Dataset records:
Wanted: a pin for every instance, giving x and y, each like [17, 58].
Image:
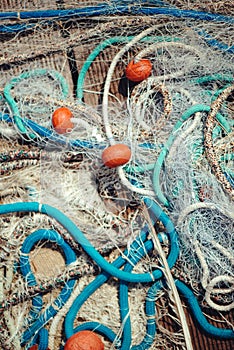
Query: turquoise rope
[200, 318]
[94, 285]
[12, 103]
[87, 246]
[158, 164]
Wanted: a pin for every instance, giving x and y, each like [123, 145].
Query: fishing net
[178, 124]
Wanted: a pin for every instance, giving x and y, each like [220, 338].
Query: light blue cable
[26, 75]
[158, 164]
[70, 257]
[87, 246]
[105, 9]
[97, 283]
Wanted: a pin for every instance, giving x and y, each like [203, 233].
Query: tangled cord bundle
[116, 222]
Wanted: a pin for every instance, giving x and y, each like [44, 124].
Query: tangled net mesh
[181, 156]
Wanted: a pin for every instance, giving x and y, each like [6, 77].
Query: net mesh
[178, 124]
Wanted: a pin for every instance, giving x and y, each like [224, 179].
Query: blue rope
[30, 241]
[88, 247]
[102, 10]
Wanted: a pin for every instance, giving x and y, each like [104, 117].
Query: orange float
[138, 71]
[84, 340]
[61, 120]
[116, 155]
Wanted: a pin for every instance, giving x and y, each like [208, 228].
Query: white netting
[80, 64]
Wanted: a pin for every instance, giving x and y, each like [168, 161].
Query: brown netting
[101, 204]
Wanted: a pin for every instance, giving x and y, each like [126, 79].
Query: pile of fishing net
[91, 246]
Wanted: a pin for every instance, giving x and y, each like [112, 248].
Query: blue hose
[103, 10]
[42, 319]
[90, 250]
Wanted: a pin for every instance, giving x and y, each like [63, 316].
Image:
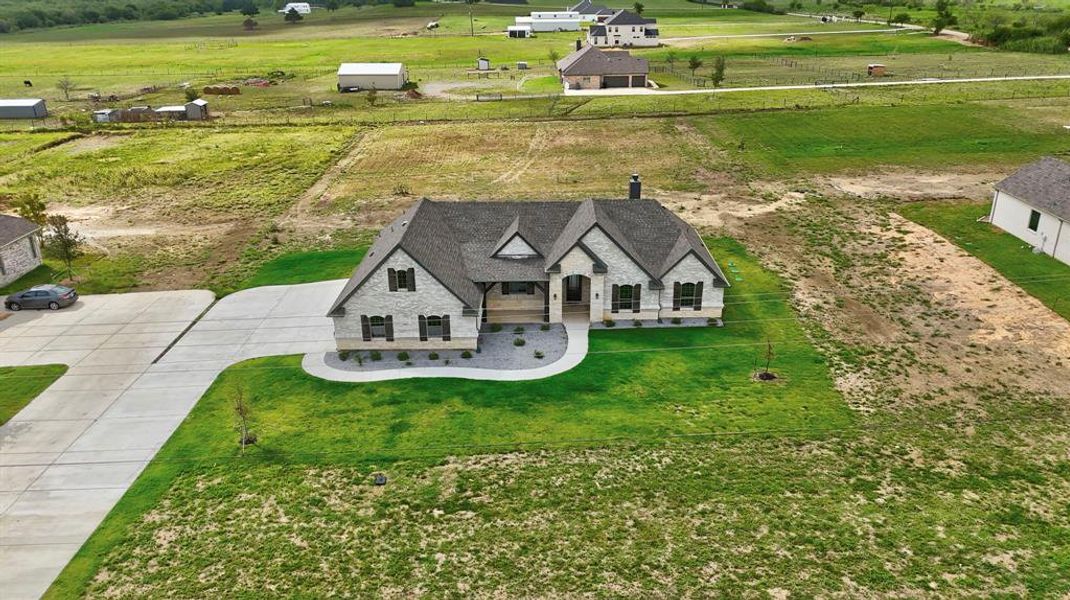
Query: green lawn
[641, 385]
[862, 138]
[305, 267]
[1040, 275]
[18, 385]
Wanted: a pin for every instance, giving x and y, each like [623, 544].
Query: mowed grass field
[858, 138]
[639, 385]
[1040, 275]
[180, 174]
[19, 385]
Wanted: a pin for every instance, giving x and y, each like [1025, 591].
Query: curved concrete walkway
[316, 365]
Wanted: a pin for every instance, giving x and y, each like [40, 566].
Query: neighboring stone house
[592, 68]
[19, 248]
[441, 270]
[624, 30]
[1034, 205]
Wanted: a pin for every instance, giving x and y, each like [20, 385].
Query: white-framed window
[378, 326]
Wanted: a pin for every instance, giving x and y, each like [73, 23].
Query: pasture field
[858, 138]
[18, 385]
[1040, 275]
[178, 174]
[547, 159]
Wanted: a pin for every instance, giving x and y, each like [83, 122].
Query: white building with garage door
[1034, 205]
[353, 76]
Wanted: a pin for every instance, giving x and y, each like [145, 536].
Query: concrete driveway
[69, 456]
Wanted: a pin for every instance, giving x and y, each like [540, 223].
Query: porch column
[597, 296]
[553, 288]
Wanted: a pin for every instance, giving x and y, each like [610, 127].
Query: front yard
[637, 386]
[18, 385]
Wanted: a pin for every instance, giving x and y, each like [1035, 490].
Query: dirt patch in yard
[908, 185]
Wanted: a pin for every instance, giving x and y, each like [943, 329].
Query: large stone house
[442, 270]
[624, 30]
[1034, 205]
[19, 248]
[592, 68]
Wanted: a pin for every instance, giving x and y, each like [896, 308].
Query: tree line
[41, 14]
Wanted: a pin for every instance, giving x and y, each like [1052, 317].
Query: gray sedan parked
[50, 296]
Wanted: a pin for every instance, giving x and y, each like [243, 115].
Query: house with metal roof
[624, 29]
[591, 67]
[19, 247]
[1034, 205]
[443, 270]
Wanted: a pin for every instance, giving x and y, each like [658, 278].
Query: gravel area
[497, 351]
[624, 323]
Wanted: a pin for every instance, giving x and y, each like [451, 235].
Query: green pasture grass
[1040, 275]
[181, 174]
[19, 385]
[642, 385]
[861, 138]
[305, 267]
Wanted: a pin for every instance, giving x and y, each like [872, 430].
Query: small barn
[1034, 205]
[23, 108]
[519, 31]
[371, 76]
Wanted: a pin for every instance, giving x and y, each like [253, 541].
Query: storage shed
[23, 108]
[371, 76]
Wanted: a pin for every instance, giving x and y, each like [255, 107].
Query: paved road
[647, 91]
[70, 455]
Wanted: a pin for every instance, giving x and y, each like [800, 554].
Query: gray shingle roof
[13, 228]
[626, 17]
[591, 60]
[1044, 184]
[456, 241]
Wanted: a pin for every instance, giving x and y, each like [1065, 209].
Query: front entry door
[574, 288]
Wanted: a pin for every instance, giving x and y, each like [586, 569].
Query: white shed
[371, 76]
[1034, 205]
[23, 108]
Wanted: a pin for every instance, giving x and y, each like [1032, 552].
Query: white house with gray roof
[1034, 205]
[19, 247]
[442, 270]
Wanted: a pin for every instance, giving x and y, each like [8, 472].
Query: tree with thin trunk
[244, 414]
[718, 75]
[693, 63]
[65, 86]
[63, 242]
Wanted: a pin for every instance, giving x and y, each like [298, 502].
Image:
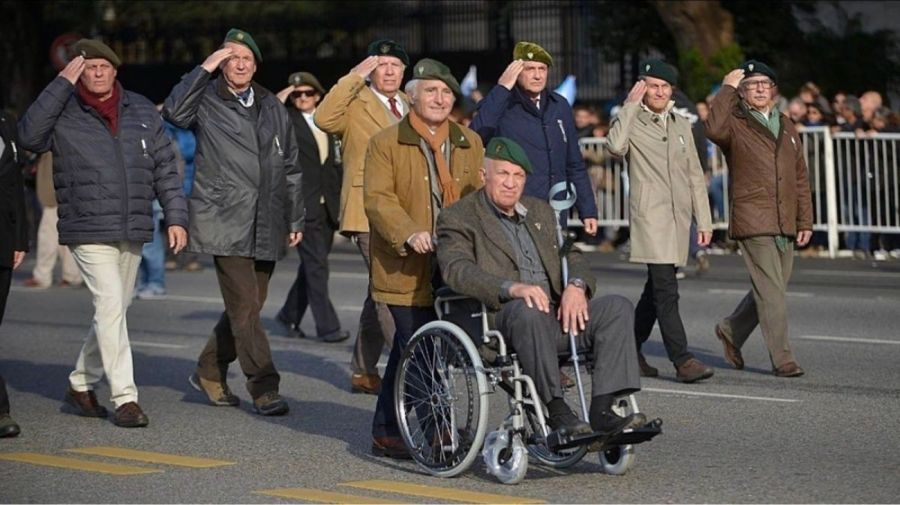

*WHAT YOU NEED TO DO*
Format the records above as a numbered list, dropping any blank lines. Leave out the pictures.

*OUTPUT OF THE EXERCISE*
1. Wanted: a pin for every instance, giving x and y, each like [17, 58].
2. Image:
3. Query: turquoise rope
4. [200, 318]
5. [94, 285]
6. [12, 103]
7. [87, 246]
8. [158, 164]
9. Wanted: a pin for every instance, giving x and y, each like [123, 145].
10. Query: fishing net
11. [178, 124]
12. Wanted: a pin for every instance, giving x and y, each like [220, 338].
13. Query: light blue cable
14. [26, 75]
15. [158, 164]
16. [70, 257]
17. [87, 246]
18. [105, 9]
19. [97, 283]
20. Wanted: a pin for every instance, giving x and y, each like [203, 233].
21. Query: tangled cord bundle
22. [116, 222]
23. Wanted: a pin for every instance, giving x and y, each like [44, 124].
24. Query: tangled net mesh
25. [181, 156]
26. Wanted: a pin for every instance, giving x and y, each like [6, 77].
27. Query: net mesh
28. [178, 124]
29. Wanted: a pin for every instance, giving x and y, each like [224, 179].
30. Query: blue rope
31. [30, 241]
32. [88, 247]
33. [102, 10]
34. Wanted: a pin for every instance, giving x and y, each like [104, 117].
35. Query: orange float
36. [138, 71]
37. [84, 340]
38. [61, 120]
39. [116, 155]
40. Wanted: a pin for every instance, giving x and y, each like [208, 228].
41. Query: white netting
42. [80, 64]
43. Wanted: a pin for every instance, giving x and y, each like [168, 161].
44. Query: brown netting
45. [101, 204]
46. Wanted: a pin for every instance, giving x and y, each like [126, 79].
47. Query: pile of fishing net
48. [91, 246]
49. Wanted: a pin for every instance, giving x and y, each like [112, 248].
50. Query: blue hose
51. [103, 10]
52. [42, 319]
53. [90, 250]
54. Wanted: a pin for every instance, giving x and y, each like [63, 316].
55. Image:
56. Query: green lawn
57. [641, 385]
58. [862, 138]
59. [305, 267]
60. [1040, 275]
61. [18, 385]
62. Wanted: a pin for every instance, giving x and y, each like [623, 544].
63. Query: mowed grass field
64. [858, 138]
65. [639, 385]
66. [1040, 275]
67. [180, 174]
68. [19, 385]
69. Wanted: a pin for every instance, giving x and y, each like [1025, 591].
70. Query: curved concrete walkway
71. [316, 365]
72. Wanted: a pin for every instance, giving x and y, each like [40, 566].
73. Query: neighboring stone house
74. [592, 68]
75. [19, 248]
76. [441, 270]
77. [624, 30]
78. [1034, 205]
79. Wanted: a pin for every instance, giving x and y, each like [20, 385].
80. Query: white-framed window
81. [378, 326]
82. Wanted: a pin for every instance, giving x and y, each like [73, 23].
83. Query: pasture field
84. [858, 138]
85. [18, 385]
86. [1040, 275]
87. [178, 174]
88. [547, 159]
89. Wanted: a pin for every instance, giving x and y, each like [83, 122].
90. Query: white building with garage door
91. [1034, 205]
92. [353, 76]
93. Wanted: a pin for every instance, giving x and y, each like [145, 536].
94. Query: concrete driveway
95. [69, 456]
96. Wanted: a pin for every instance, giving x and y, each like [540, 223].
97. Query: porch column
98. [597, 296]
99. [553, 288]
100. Wanted: a pin for every instance, giving x and y, each like [610, 127].
101. Query: front yard
102. [637, 386]
103. [18, 385]
104. Wanted: a pin for every instance, giving x and y, each like [1035, 490].
105. Query: dirt patch in yard
106. [908, 185]
107. Wanted: a pin for every instance, giving x and y, each like [943, 329].
108. Query: large stone house
109. [442, 270]
110. [624, 30]
111. [1034, 205]
112. [19, 248]
113. [592, 68]
114. Wanted: a pin for every instance, giving x and y, each like [896, 308].
115. Query: tree line
116. [41, 14]
117. Wanted: a pin for every instance, giving x and y, each like [1052, 317].
118. Query: gray sedan parked
119. [50, 296]
120. Wanted: a pin for every instance, giving x and y, each like [243, 115].
121. Query: house with metal roof
122. [624, 29]
123. [591, 67]
124. [19, 247]
125. [1034, 205]
126. [443, 270]
127. Wanted: a pin for every instance, giving x and y, each like [658, 278].
128. Query: gravel area
129. [497, 351]
130. [624, 323]
131. Wanted: a pin for every instance, giving x and y, each like [451, 235].
132. Query: green pasture grass
133. [1040, 275]
134. [181, 174]
135. [19, 385]
136. [642, 385]
137. [861, 138]
138. [305, 267]
139. Wanted: a pin for every instance, giving x and y, each like [872, 430].
140. Query: small barn
141. [1034, 205]
142. [23, 108]
143. [519, 31]
144. [371, 76]
145. Wanted: a pin for every instance, giving x and y, each like [253, 541].
146. Query: storage shed
147. [23, 108]
148. [371, 76]
149. Wanted: a pin for every instance, giving x and y, each like [255, 107].
150. Query: paved road
151. [647, 91]
152. [70, 455]
153. Wanted: a pin for every instance, giving x and y, each like [800, 554].
154. Query: gray shingle roof
155. [13, 228]
156. [626, 17]
157. [591, 60]
158. [1044, 184]
159. [456, 241]
160. Wanted: a pin for every instance, giving x and y, each like [1065, 209].
161. Query: front entry door
162. [574, 288]
163. Wanted: a pin for every instance, giving x and y, each like [586, 569].
164. Query: white shed
165. [371, 76]
166. [1034, 205]
167. [23, 108]
168. Wanted: a pin for every instance, giving x and y, each like [1032, 552].
169. Query: white house with gray roof
170. [1034, 205]
171. [19, 247]
172. [442, 270]
173. Wanted: a pin for every instance, giving x and y, each like [8, 472].
174. Query: tree with thin trunk
175. [244, 414]
176. [718, 75]
177. [693, 63]
178. [65, 86]
179. [63, 242]
180. Wanted: a pin for every instance, giving x and y, each like [298, 502].
181. Image:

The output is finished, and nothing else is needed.